What needs to be done: Reproduce verbatim everything in the material from the line containing "Task: annotate the baseboard" down to the end of the material, both ends included.

Source material:
-- Start --
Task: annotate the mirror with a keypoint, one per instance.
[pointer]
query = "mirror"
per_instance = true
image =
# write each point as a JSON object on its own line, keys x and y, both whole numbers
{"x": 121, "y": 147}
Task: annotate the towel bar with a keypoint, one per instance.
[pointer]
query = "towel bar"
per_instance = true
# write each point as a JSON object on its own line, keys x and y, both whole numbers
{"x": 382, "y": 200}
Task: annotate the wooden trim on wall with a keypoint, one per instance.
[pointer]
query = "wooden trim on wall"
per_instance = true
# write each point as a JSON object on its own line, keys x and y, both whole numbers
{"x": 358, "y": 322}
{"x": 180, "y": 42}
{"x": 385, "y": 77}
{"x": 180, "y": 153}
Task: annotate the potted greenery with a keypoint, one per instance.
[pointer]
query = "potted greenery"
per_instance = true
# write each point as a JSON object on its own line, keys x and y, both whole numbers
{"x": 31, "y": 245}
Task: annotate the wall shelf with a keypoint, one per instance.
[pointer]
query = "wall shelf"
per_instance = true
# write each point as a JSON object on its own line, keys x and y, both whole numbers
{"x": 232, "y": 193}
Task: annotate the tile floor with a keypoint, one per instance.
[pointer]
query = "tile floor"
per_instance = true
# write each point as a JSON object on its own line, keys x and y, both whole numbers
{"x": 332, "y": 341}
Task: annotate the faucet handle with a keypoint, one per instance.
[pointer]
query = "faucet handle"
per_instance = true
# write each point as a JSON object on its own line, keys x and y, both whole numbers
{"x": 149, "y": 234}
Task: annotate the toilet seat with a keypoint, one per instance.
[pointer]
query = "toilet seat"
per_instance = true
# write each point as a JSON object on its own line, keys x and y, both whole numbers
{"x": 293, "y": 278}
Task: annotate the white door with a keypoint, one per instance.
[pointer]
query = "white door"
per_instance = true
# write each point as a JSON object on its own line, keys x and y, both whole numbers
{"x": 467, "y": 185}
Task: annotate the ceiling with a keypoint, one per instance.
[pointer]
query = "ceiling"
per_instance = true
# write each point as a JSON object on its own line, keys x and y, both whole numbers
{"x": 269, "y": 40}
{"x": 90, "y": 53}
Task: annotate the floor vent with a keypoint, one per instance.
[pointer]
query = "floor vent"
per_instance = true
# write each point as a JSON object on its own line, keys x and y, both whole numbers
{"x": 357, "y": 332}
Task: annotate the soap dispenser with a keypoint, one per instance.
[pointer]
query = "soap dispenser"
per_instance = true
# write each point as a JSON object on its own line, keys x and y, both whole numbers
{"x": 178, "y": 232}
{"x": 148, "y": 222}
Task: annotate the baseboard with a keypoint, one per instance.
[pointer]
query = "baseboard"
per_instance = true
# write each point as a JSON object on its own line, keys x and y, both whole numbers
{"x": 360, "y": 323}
-- End --
Expected output:
Task: annotate the baseboard with a keypoint, one per instance.
[pointer]
query = "baseboard"
per_instance = true
# write each point as a JSON object on its own line, keys x and y, both whole numbers
{"x": 360, "y": 323}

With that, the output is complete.